- _Source records_:

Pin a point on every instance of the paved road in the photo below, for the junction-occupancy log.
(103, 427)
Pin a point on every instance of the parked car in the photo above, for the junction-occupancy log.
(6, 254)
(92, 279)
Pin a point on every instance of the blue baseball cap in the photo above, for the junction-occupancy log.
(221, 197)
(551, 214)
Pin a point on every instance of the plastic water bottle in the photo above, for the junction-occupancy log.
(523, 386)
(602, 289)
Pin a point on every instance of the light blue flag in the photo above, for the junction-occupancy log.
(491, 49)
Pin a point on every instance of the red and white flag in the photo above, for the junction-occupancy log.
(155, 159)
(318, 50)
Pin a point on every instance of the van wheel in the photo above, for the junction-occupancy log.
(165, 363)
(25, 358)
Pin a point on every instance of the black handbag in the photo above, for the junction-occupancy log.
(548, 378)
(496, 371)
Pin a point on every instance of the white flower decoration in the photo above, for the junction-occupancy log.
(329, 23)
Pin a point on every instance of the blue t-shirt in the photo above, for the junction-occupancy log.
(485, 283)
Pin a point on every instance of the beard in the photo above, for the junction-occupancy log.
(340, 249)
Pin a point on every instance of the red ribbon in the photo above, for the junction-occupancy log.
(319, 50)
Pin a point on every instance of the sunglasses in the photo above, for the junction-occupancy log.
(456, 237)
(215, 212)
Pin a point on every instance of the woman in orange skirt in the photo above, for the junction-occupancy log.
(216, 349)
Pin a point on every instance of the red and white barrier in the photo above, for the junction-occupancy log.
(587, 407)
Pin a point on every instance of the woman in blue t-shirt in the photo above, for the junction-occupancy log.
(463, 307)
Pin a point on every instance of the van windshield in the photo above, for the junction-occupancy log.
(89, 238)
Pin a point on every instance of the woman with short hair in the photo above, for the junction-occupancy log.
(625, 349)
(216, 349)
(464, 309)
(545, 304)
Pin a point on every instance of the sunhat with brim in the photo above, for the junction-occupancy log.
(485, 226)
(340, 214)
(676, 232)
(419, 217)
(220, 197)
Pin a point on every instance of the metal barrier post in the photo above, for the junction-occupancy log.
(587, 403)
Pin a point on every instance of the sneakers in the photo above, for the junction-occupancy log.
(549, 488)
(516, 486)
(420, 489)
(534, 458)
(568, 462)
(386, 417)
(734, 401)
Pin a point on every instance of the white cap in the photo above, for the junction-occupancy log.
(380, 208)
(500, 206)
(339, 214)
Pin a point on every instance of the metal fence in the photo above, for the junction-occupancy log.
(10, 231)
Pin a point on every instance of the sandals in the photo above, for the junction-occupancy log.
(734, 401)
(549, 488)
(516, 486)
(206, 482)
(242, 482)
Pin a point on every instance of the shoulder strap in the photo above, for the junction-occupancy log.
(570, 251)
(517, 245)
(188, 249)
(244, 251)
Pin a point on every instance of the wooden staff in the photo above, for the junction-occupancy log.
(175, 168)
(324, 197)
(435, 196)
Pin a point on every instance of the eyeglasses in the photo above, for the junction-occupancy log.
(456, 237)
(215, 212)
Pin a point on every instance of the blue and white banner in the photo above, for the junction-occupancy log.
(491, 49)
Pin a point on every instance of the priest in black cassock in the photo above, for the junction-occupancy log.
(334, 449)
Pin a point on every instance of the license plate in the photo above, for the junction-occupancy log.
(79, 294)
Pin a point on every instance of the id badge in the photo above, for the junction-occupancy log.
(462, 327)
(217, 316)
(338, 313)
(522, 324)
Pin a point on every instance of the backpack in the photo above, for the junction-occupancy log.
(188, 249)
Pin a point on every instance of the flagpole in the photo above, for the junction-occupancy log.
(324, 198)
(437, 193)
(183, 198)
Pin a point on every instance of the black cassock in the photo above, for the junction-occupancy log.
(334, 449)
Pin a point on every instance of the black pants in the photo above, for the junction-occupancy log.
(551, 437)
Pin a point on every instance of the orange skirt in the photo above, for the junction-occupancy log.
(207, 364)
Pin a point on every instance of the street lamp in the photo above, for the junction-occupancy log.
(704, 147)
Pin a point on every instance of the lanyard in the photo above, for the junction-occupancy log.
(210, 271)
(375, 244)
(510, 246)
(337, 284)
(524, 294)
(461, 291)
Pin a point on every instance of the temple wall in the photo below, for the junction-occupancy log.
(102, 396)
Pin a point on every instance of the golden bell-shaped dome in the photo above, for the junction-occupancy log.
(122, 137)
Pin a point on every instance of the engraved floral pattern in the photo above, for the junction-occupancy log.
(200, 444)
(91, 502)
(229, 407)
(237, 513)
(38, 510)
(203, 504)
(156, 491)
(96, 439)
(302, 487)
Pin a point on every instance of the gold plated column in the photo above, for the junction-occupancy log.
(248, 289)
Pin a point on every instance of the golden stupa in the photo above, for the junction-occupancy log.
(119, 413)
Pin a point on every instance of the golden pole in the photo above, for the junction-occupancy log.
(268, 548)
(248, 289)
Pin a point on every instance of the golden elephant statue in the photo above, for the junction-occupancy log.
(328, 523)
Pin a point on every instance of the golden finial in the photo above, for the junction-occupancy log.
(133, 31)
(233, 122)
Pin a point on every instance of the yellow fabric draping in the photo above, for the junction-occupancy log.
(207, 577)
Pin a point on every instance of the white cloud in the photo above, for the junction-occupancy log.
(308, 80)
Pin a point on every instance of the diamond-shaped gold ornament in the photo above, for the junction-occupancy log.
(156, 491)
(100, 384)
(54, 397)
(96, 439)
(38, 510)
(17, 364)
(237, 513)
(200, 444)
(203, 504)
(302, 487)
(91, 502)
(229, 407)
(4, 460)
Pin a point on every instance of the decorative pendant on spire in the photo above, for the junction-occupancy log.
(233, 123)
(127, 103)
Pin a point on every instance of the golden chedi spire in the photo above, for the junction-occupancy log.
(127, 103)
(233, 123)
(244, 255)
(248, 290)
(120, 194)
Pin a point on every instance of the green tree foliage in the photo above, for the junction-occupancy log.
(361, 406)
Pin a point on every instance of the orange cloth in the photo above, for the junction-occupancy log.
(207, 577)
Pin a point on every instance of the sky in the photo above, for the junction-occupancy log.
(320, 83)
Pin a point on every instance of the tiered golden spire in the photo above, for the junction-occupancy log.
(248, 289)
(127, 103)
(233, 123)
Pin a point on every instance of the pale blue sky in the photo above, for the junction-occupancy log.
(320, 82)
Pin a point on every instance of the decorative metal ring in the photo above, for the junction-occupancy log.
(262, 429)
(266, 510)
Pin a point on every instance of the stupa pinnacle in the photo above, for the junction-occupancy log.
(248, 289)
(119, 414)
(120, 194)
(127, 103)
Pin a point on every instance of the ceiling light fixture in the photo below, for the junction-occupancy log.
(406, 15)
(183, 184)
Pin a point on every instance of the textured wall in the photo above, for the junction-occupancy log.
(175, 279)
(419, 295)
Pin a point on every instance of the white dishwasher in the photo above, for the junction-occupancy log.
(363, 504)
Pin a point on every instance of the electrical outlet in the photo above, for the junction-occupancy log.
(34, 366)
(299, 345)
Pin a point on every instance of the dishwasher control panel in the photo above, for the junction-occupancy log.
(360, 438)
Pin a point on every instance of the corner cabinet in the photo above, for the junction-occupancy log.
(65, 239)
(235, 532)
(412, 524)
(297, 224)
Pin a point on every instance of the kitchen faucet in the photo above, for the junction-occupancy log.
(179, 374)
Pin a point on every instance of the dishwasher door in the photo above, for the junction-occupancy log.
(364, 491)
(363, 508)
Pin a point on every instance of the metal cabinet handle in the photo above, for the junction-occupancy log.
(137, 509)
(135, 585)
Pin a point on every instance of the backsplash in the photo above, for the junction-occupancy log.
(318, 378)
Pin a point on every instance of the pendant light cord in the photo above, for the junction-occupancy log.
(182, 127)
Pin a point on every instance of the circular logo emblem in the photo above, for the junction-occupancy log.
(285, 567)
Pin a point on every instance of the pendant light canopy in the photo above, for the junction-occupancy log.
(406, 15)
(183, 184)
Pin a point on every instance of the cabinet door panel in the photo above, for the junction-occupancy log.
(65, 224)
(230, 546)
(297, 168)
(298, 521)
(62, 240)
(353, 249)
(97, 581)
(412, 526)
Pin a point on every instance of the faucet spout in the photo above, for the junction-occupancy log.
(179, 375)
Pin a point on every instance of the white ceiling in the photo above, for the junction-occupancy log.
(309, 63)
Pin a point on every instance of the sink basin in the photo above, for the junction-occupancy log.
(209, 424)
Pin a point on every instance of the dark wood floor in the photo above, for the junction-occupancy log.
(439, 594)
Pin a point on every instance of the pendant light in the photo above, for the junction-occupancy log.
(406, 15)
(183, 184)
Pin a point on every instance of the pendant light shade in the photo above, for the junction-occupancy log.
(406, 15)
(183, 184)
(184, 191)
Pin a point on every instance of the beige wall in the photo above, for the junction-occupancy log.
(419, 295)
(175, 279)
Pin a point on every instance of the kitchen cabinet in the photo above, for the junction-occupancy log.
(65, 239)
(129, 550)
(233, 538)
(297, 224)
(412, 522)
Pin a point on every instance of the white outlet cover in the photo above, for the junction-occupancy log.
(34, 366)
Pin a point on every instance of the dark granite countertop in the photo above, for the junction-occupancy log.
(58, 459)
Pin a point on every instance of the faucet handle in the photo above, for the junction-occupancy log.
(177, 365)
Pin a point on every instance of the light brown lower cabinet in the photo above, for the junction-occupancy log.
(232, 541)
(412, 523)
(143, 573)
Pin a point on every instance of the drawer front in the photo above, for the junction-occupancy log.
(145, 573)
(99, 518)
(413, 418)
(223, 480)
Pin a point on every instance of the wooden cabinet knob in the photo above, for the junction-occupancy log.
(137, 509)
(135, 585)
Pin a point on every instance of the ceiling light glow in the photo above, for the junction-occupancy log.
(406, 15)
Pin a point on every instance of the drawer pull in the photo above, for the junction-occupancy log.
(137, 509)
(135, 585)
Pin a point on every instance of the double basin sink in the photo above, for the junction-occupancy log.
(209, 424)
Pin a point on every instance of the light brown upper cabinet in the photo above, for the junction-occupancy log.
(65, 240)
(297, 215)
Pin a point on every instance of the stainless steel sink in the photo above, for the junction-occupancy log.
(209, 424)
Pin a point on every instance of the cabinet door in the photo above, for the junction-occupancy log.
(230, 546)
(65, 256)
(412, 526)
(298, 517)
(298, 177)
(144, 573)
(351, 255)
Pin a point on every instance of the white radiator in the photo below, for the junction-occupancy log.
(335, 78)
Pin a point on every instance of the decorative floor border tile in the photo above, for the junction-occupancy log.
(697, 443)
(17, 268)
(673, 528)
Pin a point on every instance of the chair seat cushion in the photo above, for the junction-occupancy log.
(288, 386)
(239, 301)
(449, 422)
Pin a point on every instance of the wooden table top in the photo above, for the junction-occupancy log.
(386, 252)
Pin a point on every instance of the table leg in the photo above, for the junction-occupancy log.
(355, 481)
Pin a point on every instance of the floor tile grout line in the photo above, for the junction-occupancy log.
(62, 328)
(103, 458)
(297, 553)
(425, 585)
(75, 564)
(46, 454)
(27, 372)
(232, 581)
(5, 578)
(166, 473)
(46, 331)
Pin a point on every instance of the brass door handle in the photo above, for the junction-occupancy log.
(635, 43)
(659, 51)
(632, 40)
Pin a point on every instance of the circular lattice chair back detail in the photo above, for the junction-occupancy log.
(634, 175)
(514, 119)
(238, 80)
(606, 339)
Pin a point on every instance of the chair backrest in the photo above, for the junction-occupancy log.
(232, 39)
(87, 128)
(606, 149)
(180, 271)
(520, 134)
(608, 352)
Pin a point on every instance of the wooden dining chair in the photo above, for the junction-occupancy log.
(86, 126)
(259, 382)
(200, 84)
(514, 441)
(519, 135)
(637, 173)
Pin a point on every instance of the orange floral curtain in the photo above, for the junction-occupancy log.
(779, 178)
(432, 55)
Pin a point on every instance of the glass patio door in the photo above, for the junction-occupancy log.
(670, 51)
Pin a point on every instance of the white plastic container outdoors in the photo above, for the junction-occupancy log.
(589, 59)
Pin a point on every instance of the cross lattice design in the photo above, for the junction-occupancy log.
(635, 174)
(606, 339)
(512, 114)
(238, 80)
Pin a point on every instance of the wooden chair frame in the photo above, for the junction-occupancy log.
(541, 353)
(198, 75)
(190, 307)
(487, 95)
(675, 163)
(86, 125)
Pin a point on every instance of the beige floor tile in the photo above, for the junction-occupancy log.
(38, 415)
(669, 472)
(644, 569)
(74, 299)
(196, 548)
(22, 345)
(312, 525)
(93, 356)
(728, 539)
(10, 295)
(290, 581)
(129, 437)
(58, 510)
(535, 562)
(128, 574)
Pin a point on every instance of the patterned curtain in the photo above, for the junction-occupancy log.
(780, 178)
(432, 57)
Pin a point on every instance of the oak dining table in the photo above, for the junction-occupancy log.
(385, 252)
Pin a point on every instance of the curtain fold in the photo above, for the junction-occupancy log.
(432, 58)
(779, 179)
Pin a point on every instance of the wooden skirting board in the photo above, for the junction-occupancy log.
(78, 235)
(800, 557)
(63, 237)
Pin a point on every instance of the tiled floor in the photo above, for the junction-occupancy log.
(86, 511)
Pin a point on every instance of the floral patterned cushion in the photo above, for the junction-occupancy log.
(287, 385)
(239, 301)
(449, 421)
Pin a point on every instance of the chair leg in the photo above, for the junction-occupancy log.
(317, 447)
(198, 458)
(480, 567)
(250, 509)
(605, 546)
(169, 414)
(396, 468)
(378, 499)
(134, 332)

- _The task_:
Give an exact copy of the lines from the one with "Pin a point on every instance of the wooden chair" through the end of the entries, both ends included.

- _Task answer_:
Pin a point on every instance of the wooden chair frame in the photo above, for the junction-occupancy log.
(541, 353)
(198, 75)
(190, 307)
(487, 95)
(675, 163)
(86, 125)
Pin a point on every instance of the beige floor tile in the photo above, for the junction-occupancy log.
(38, 415)
(669, 472)
(644, 569)
(74, 299)
(196, 548)
(22, 345)
(312, 525)
(93, 356)
(728, 539)
(10, 295)
(290, 581)
(129, 437)
(58, 510)
(535, 562)
(128, 574)
Pin a point on every instance of the patterned curtain in the photo above, for the junction-occupancy log.
(780, 178)
(432, 57)
Pin a point on every instance of the oak dining table in the photo above, for the junction-occupancy log.
(385, 252)
Pin a point on every instance of the curtain fold in the photo above, for the junction-occupancy log.
(432, 58)
(779, 179)
Pin a point on every instance of the wooden skirting board in the photo above, for the junction-occupancy log.
(78, 235)
(800, 557)
(63, 237)
Pin a point on every instance of the tiled floor in the photo above, for the junction-occupancy log.
(86, 511)
Pin a point on every instance of the floral patterned cushion in the photo above, for the junction-occupancy log.
(287, 385)
(239, 301)
(449, 421)
Pin a point on every instance of the chair leg in the photo above, for the junction-occupancy log.
(317, 447)
(198, 458)
(480, 567)
(250, 509)
(605, 546)
(169, 414)
(396, 468)
(378, 499)
(134, 332)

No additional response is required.